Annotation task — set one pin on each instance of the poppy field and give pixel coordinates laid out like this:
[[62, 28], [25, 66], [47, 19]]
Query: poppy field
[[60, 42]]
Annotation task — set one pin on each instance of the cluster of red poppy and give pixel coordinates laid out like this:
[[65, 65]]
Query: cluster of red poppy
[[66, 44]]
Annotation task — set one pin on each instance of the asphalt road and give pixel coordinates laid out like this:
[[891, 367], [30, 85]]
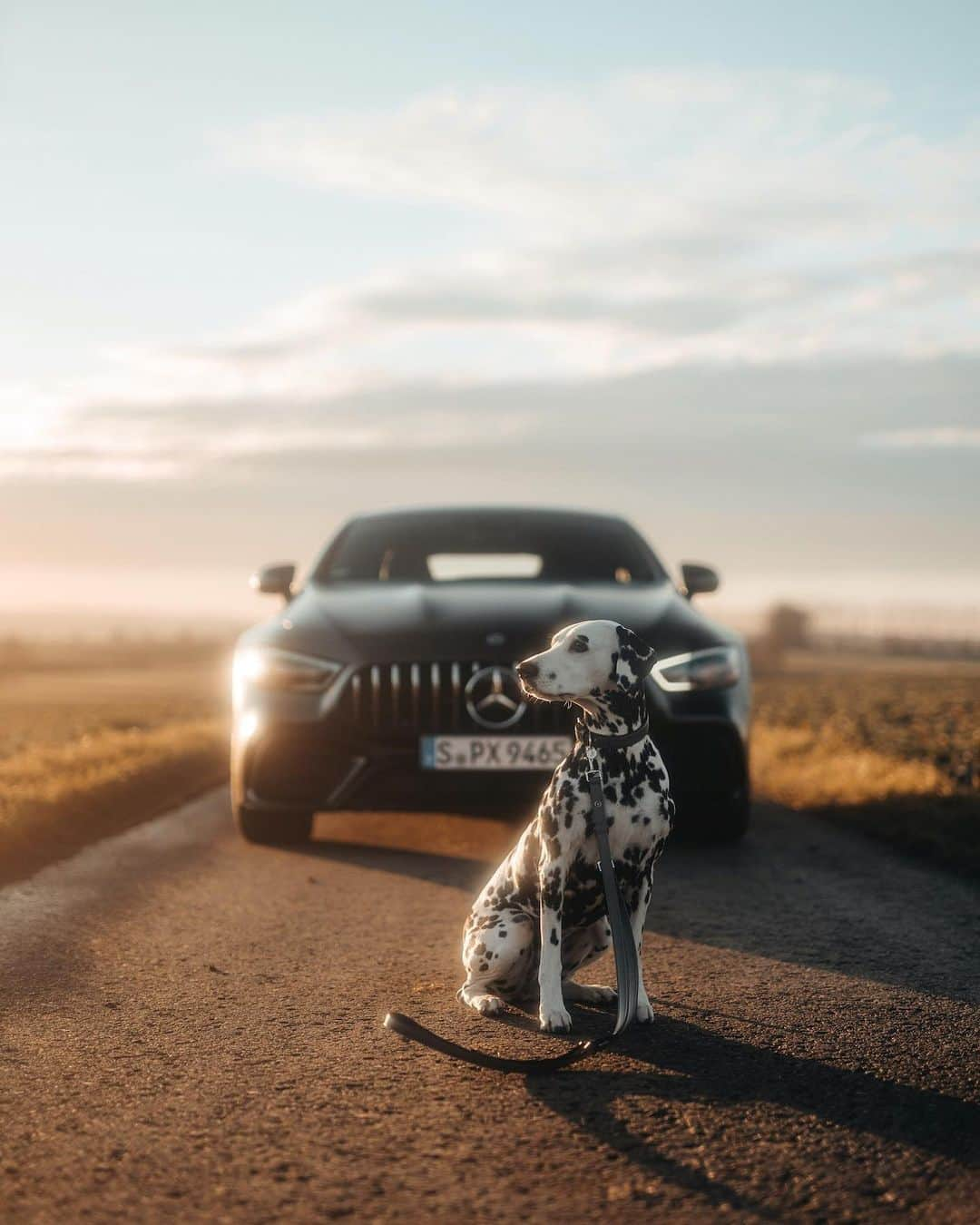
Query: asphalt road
[[190, 1031]]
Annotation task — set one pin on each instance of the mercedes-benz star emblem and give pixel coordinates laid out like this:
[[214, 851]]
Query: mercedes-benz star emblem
[[494, 699]]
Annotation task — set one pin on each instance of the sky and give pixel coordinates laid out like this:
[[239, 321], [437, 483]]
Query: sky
[[712, 266]]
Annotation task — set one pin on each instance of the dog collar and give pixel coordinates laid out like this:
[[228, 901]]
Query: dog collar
[[597, 740]]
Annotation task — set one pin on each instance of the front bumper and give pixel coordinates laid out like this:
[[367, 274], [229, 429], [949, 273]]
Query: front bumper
[[325, 765]]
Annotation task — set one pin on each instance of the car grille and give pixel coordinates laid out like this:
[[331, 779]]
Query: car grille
[[416, 696]]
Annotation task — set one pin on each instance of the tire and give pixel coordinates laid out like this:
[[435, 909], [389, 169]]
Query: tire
[[273, 828], [716, 818]]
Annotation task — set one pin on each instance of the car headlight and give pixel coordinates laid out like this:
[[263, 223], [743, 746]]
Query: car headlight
[[713, 668], [284, 671]]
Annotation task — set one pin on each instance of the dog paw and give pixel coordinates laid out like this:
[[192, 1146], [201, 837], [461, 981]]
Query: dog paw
[[584, 993], [555, 1021]]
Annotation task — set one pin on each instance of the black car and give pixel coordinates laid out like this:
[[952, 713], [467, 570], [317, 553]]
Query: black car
[[387, 681]]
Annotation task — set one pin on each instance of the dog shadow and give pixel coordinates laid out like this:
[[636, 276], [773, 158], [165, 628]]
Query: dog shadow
[[685, 1063], [454, 870]]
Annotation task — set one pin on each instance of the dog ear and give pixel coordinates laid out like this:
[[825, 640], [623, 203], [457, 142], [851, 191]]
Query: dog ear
[[634, 652]]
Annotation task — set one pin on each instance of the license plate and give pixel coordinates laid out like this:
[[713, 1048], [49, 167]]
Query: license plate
[[493, 752]]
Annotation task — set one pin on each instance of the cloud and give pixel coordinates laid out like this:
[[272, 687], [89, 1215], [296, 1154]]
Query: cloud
[[727, 419], [730, 227], [772, 153], [928, 438]]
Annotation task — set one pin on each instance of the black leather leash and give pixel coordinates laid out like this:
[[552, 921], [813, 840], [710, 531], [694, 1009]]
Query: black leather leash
[[623, 946]]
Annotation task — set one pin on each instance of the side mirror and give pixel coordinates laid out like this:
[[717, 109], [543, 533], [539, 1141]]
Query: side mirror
[[699, 580], [275, 580]]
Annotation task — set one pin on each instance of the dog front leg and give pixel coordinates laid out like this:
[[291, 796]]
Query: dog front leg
[[553, 1014], [637, 923]]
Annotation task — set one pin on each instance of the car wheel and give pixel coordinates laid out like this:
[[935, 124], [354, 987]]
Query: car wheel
[[273, 828], [717, 818]]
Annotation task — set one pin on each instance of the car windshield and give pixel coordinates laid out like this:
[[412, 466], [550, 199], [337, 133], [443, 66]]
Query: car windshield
[[514, 548]]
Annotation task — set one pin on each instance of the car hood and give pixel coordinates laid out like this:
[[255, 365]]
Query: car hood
[[388, 622]]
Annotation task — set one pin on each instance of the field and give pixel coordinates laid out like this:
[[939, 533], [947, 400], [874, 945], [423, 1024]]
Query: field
[[95, 737], [892, 748]]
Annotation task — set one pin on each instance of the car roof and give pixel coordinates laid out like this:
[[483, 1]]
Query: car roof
[[539, 514]]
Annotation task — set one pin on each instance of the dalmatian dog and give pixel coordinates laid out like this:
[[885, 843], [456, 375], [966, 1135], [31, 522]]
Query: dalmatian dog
[[542, 916]]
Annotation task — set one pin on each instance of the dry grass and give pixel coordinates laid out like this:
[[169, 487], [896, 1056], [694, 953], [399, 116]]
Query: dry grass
[[91, 742], [804, 769], [87, 751], [896, 755]]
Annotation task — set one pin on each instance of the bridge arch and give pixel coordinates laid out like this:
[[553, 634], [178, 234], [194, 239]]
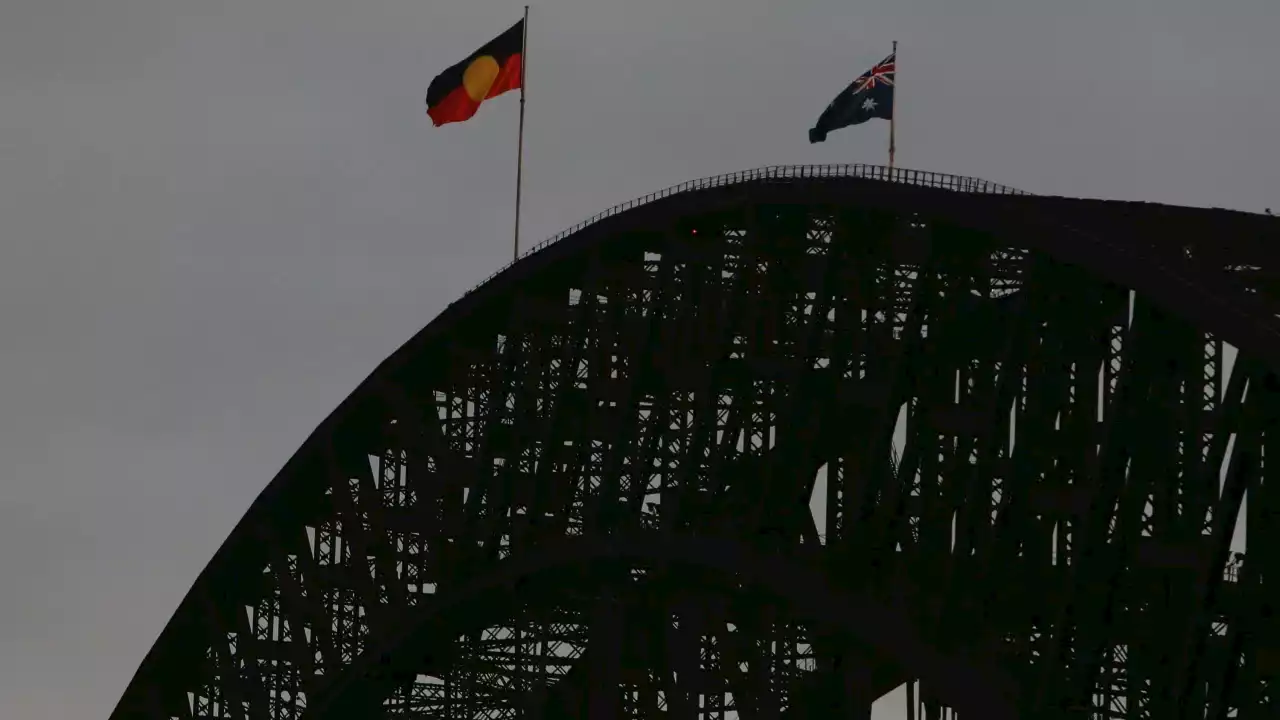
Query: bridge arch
[[400, 409]]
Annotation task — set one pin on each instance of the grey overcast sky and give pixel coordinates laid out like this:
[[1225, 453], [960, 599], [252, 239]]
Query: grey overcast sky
[[216, 218]]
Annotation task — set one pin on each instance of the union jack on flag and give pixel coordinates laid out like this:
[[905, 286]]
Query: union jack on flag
[[881, 73], [868, 96]]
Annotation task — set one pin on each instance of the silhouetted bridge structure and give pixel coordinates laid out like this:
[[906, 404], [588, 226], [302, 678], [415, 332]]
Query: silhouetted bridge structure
[[650, 470]]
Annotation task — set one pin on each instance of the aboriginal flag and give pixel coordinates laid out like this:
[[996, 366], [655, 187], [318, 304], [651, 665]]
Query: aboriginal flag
[[456, 94]]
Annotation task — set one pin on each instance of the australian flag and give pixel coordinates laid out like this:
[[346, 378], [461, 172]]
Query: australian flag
[[869, 96]]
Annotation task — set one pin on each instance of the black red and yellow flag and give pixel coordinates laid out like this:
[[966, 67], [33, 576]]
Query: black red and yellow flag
[[456, 94]]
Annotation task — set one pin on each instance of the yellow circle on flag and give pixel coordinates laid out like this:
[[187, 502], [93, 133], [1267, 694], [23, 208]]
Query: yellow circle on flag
[[479, 76]]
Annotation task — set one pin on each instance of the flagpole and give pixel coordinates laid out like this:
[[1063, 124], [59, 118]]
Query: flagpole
[[520, 141], [892, 114]]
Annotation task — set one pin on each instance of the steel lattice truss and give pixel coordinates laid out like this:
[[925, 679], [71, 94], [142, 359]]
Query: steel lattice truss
[[650, 472]]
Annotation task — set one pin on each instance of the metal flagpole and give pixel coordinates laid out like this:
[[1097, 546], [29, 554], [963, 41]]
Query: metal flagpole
[[892, 114], [520, 142]]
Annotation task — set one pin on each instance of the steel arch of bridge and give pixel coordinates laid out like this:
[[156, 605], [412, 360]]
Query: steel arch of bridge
[[1217, 285]]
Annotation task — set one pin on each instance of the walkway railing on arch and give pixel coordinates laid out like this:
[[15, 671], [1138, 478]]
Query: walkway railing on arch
[[959, 183]]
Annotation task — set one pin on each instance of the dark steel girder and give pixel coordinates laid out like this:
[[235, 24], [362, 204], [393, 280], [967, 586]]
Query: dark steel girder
[[1203, 295]]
┄┄┄┄┄┄┄┄┄┄
問題文 |
項目の先頭から "[[494, 699]]" を含む行までを、両端の行も含め、依頼文ごとすべて書き直すこと。その際、答えに含まれる座標の数値だけを2倍に拡大して整数に丸め（0.5は切り上げ）、依頼文や書式見本の数値は変えず、画像は答えに入れないこと。

解答例 |
Annotation task — set one pin on each instance of the poppy field and give pixel coordinates laid out like this:
[[62, 28], [25, 66], [47, 19]]
Query: poppy field
[[120, 84]]
Annotation task — set one pin on each instance of the cluster of red poppy and give pixel coordinates laid out like this:
[[65, 65]]
Query: cluster of red poppy
[[132, 88]]
Annotation task — set one pin on each instance of the asphalt road and give pixel coordinates laid out like this:
[[891, 367], [30, 85]]
Query: asphalt road
[[380, 2062]]
Annotation task — set one pin on each instance of the mercedes-benz star emblem and give pixel coordinates laid out like this:
[[214, 851]]
Query: mercedes-benz star emblem
[[988, 1398]]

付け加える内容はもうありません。